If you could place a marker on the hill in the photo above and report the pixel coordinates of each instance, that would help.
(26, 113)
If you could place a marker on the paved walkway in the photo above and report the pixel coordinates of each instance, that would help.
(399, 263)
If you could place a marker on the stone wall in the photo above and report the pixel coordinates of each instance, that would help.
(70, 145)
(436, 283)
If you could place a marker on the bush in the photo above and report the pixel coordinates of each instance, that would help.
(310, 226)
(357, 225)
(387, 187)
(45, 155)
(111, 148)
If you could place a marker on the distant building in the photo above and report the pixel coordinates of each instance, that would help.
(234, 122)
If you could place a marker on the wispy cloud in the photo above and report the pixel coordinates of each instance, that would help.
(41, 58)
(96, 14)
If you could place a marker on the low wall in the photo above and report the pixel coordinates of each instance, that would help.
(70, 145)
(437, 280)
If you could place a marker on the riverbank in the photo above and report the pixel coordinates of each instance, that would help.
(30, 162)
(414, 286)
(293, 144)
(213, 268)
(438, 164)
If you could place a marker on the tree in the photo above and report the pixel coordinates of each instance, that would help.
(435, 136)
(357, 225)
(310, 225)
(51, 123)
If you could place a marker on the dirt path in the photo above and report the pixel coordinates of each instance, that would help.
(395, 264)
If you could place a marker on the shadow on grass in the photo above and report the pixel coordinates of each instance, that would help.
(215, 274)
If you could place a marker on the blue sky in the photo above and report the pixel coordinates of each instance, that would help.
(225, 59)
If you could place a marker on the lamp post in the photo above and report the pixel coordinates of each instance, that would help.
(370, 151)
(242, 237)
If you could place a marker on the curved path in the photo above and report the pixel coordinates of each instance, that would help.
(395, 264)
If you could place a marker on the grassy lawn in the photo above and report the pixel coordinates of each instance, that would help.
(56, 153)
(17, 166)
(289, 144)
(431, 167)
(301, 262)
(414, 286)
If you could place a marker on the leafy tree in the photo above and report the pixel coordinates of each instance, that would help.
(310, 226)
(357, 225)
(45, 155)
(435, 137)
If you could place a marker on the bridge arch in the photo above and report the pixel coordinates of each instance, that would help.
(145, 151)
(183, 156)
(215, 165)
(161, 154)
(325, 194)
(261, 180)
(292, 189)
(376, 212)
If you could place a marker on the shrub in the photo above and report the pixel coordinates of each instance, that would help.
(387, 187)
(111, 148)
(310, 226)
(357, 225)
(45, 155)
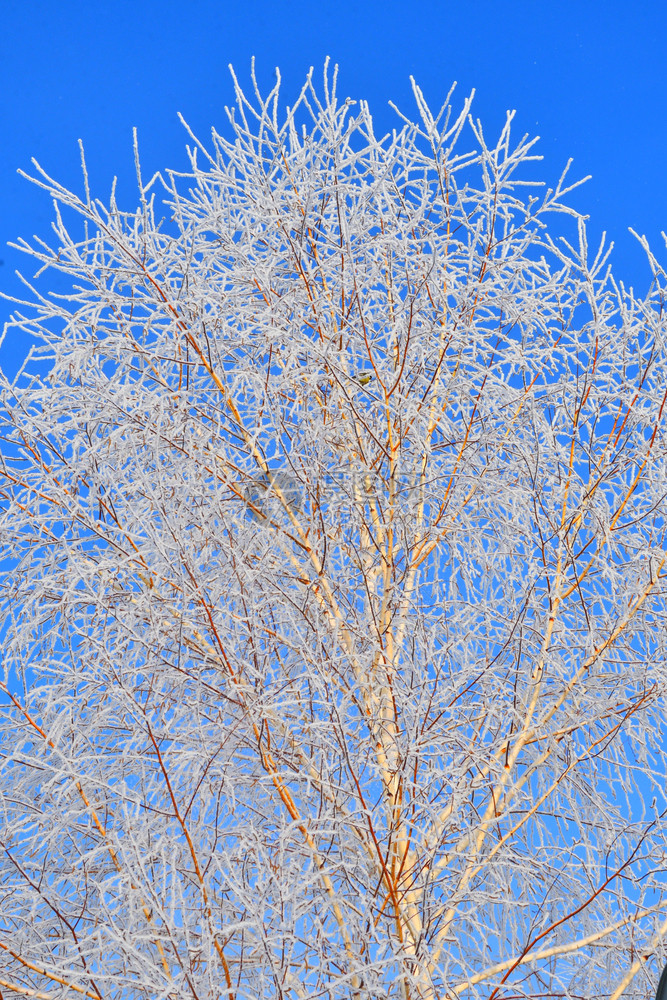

################

* _Exercise_: From the listing above, pull out every line that contains the word "wall", and note that case counts.

* _Task solution_:
If you could place a marker on the stone wall in the photo above and report the pixel coordinates of each instance, that would help.
If you could place a marker on the low wall in the photo above and report the pixel coordinates of each instance, that would help.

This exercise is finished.